Repeat the records. Keep every word and mark exactly as it is.

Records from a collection

____

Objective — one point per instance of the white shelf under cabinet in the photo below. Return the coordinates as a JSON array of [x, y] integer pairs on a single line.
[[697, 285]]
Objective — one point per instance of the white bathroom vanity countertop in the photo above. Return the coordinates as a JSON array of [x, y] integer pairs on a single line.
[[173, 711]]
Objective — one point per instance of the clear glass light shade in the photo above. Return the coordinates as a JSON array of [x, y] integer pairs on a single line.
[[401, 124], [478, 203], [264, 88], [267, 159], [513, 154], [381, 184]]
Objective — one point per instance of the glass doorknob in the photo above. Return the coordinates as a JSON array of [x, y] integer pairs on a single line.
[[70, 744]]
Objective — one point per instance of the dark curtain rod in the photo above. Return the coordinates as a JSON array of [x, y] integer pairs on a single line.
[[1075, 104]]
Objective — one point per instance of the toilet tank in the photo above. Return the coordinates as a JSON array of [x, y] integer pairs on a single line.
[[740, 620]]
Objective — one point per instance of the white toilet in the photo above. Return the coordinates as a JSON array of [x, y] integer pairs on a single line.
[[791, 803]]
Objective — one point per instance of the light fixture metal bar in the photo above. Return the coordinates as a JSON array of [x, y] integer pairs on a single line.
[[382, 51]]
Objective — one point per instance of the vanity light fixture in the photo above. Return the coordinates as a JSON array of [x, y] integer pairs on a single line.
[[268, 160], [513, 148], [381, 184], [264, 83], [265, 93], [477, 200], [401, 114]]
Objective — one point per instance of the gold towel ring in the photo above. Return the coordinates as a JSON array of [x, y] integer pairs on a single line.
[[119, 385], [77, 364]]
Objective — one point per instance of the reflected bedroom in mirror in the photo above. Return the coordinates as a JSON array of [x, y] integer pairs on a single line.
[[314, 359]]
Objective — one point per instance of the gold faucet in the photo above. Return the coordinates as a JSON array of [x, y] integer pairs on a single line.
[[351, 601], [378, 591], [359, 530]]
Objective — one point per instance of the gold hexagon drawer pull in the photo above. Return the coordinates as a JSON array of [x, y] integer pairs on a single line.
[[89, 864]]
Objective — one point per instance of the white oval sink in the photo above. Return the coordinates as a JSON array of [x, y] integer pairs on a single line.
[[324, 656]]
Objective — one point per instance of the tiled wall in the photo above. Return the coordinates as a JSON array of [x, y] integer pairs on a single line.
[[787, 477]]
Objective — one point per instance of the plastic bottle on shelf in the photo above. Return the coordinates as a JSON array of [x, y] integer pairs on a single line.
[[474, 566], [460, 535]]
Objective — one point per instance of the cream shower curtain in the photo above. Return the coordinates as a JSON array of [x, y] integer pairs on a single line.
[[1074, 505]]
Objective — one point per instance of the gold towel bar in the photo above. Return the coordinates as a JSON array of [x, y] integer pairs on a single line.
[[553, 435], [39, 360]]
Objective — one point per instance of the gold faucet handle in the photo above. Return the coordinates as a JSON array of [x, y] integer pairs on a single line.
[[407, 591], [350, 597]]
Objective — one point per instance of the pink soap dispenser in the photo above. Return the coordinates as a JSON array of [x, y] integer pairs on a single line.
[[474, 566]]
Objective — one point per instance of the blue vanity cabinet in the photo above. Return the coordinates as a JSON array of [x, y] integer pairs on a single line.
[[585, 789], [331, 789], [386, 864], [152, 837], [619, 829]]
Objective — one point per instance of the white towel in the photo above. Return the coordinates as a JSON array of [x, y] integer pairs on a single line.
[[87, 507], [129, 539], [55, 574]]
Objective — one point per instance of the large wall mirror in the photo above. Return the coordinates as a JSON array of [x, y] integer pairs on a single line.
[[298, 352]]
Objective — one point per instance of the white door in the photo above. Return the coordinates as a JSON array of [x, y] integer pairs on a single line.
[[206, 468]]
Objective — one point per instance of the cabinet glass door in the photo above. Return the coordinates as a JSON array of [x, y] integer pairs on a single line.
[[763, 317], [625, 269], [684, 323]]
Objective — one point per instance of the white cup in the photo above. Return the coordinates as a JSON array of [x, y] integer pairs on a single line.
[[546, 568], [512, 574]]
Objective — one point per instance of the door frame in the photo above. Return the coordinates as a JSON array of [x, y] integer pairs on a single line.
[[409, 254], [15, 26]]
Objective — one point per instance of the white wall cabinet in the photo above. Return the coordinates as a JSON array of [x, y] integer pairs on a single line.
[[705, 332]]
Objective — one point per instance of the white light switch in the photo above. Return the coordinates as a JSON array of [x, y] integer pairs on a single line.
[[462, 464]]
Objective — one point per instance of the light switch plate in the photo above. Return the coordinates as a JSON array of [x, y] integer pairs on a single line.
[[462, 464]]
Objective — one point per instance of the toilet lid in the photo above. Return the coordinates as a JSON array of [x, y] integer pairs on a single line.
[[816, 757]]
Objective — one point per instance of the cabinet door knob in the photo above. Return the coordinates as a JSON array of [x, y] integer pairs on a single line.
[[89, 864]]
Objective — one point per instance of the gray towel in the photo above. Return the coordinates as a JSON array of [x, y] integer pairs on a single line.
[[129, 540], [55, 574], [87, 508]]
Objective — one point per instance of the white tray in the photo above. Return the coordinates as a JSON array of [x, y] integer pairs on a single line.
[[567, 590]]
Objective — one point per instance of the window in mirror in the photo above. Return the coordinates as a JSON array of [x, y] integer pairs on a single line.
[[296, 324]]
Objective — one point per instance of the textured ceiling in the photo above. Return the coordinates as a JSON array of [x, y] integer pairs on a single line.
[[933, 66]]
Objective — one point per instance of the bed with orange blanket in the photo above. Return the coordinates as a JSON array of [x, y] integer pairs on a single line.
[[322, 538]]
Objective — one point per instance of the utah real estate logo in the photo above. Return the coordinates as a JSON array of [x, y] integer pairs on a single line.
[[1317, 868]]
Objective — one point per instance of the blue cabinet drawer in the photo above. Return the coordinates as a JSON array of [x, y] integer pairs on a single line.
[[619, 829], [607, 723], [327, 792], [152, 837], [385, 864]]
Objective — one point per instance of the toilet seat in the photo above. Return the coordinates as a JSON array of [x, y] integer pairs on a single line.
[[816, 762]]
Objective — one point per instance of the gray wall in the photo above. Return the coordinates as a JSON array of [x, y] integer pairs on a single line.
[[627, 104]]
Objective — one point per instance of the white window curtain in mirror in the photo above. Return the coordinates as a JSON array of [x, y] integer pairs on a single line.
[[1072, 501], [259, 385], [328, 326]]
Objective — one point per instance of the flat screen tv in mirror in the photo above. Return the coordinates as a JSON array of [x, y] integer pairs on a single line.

____

## WRITTEN REPLY:
Objective — one point per instance of the white shelf under cabinet in the photo below. Return the coordinates as a JSON array of [x, y] integer pairs on a single line.
[[697, 285]]
Objective — one point per instance of the white bathroom vanity countertop in the photo above. Return the coordinates as a JSON array of [x, y] integer pairs on a single line.
[[173, 711]]
Objective — one point per instance of the clear glass light shade in the photo above. Return the coordinates as a JSON array of [x, y] integer pairs on a single line.
[[401, 124], [478, 203], [264, 88], [267, 159], [513, 154], [381, 184]]
Objective — one point per instance of the glass doorknob in the photo above. Return the coordinates as a JSON array of [x, y] integer pairs on a single line.
[[70, 744]]
Objective — one point per instance of the dark curtain rod in the photo above. Return the coordinates as a JSON array of [x, y] integer pairs on a single line.
[[1075, 104]]
Objective — one point per instance of the toilet tank in the photo above. Return the coordinates as a JSON array of [x, y] integer pairs on a single line.
[[740, 620]]
Objective — one point per instance of the white toilet in the photo above. Return the coordinates as a JSON array of [x, y] integer pairs on a single line.
[[791, 803]]
Objective — one point per instance of the light fixture metal bar in the photo above. Return the coordinates as a JSON array of [x, y] integer pairs on a single line.
[[382, 51]]
Objective — one point per instance of the vanity light fixture in the photo above. Return the coordinates as a JSON array of [x, y] integer pairs on a single line.
[[268, 160], [513, 148], [381, 184], [264, 83], [265, 93], [477, 200], [401, 114]]
Objective — one point per instance of the gold towel ring in the photo above. Return the coordinates as a JSON array of [x, y] integer pairs on a single line.
[[119, 385], [77, 364]]
Objective — one point per instance of the reflected bedroom in mirror in the photo above. Return the coordinates as a JSON array of [x, y] integer pairs on a single line.
[[314, 359]]
Objective — one point per instance of the gold faucet in the photo above. Return the coordinates as a JSON array of [x, y] integer pairs on a single line.
[[351, 601], [378, 591], [359, 530]]
Objective — one point per instance of the gold hexagon drawer pull in the photo above. Return the coordinates as a JSON array of [x, y] integer pairs on a single line.
[[89, 864]]
Objective — one point per instance of the white oval sink in the photo above. Return the coordinates as a JSON array of [x, y] integer pairs on a single line.
[[324, 656]]
Objective — one point per instance of the tiled wall in the photo above. Return the coordinates as a JSON array of [x, y] integer pairs on a single line.
[[787, 477]]
Objective — one point per instance of the plastic bottle on shelf in the photo above. Return the coordinates as a JSON array of [x, y] integer pairs on a single line.
[[474, 566], [460, 535]]
Objective — one point per instance of the cream shower curtain in the photo above. Return the coordinates as a JSON array of [x, y] integer pairs on a single line.
[[1074, 505]]
Objective — one point per instance of the gold towel bar in the photo above. Return the coordinates as a JSON array of [x, y] integer pairs on a single line.
[[553, 435], [39, 360]]
Objective — one point per instance of the gold faucet handle in the photo above. Return the coordinates as a JSON array of [x, y] integer pairs on a single line.
[[407, 591], [350, 597]]
Objective — one point per instance of the pink soap dispenser in the photo above. Return the coordinates as a JSON array of [x, y] integer pairs on a single line.
[[474, 566]]
Objective — one point per instance of the blue vanity cabinet in the photo above. Return the coordinates as a JSON array of [x, y] integer pairs on a single line.
[[585, 789], [331, 789], [386, 864], [152, 837], [619, 829]]
Objective — one point per instance of the white towel in the photo above. Return the coordinates as a JSON array of [x, y] integer pairs on a single line.
[[87, 507], [129, 539], [55, 574]]
Objective — one point per instance of the large wall mirror in the photo above. Return the coordinates as a JSON array of [x, y] integer pairs on a single line.
[[298, 352]]
Objective — one point per instance of the white door in the photo above. Return the coordinates as a JSON array of [x, y] integer pairs on a single line.
[[206, 468]]
Objective — one point per instance of the cabinet glass door in the photo above. Return the coordinates as a JSON array of [x, y] integer pairs on a single line.
[[763, 317], [625, 269], [684, 323]]
Objective — one point per instance of the white cup in the photo above. Return the coordinates as a JSON array of [x, y] integer pairs on a single line.
[[546, 568], [512, 574]]
Objective — one point per instance of the door frame in the photo above. Return the coordinates as a JSON array of [x, y] integer pairs on a single line.
[[409, 254], [15, 26]]
Objective — one point per instance of the white wall cabinet in the photo above. Return the coordinates as a JSON array of [x, y] integer pairs on a single line.
[[705, 332]]
Objective — one point per instance of the white light switch in the photo above. Return the coordinates as a JSON array of [x, y] integer pairs on a single line.
[[462, 464]]
Objective — one point per instance of the light switch plate in the photo above. Return the coordinates as a JSON array of [x, y] integer pairs on a single line.
[[462, 464]]
Objective — one point per instance of the toilet lid in the photo above. Return the coordinates as a JSON array of [x, y] integer pairs on a single line.
[[816, 757]]
Objective — one point per instance of the cabinet door knob in the photo above. Return the coordinates as a JSON array of [x, y] integer pairs on a single line.
[[89, 864]]
Objective — one point per instance of the gray towel in the photo above. Return the coordinates as a JSON array of [x, y] integer pairs on a single line.
[[129, 540], [55, 574], [87, 508]]
Objective — one point per instance of the white tray in the photo above. Return the coordinates as a JSON array of [x, y] integer pairs on a single line.
[[567, 590]]
Objective — one point per instance of the window in mirror in the photo above. Return the coordinates as a JSON array of [x, y] integer pairs on a single line.
[[296, 324]]
Objective — one point per instance of the textured ceiling in the photo above. Return the coordinates as a JSON array of [x, y] integer pairs on a single line.
[[933, 66]]
Objective — one point per instance of the bed with orange blanket in the photo above. Return the coordinates as a JSON array of [x, y] integer pairs on a single line.
[[322, 538]]
Objective — one point per instance of the utah real estate logo in the photo above. Return the coordinates as a JSON array of [x, y] integer pairs on a single line.
[[1317, 868]]
Objective — one point per instance of the blue cabinet drawer in the photo above. Return the coordinates as a JSON array of [x, y] integer pairs on a single line.
[[619, 829], [607, 723], [327, 792], [152, 837], [385, 864]]
Objective — one point per instance of the toilet seat in the photo above. Return the coordinates as a JSON array of [x, y] integer pairs on a single line.
[[816, 762]]
Objective — one point per instance of the gray wall in the photo above. Return the coordinates as a JSON array of [x, y] integer pairs on a single line.
[[627, 104]]
Objective — one point per instance of the white window curtain in mirror in the photo above. Return the coordinates as a JSON array of [x, y] integer pairs on a single line.
[[1072, 501], [259, 385], [328, 326]]
Objective — one point per instance of the flat screen tv in mirror in the photo above. Return the coordinates as a JSON array of [x, y] integer pairs on a single line.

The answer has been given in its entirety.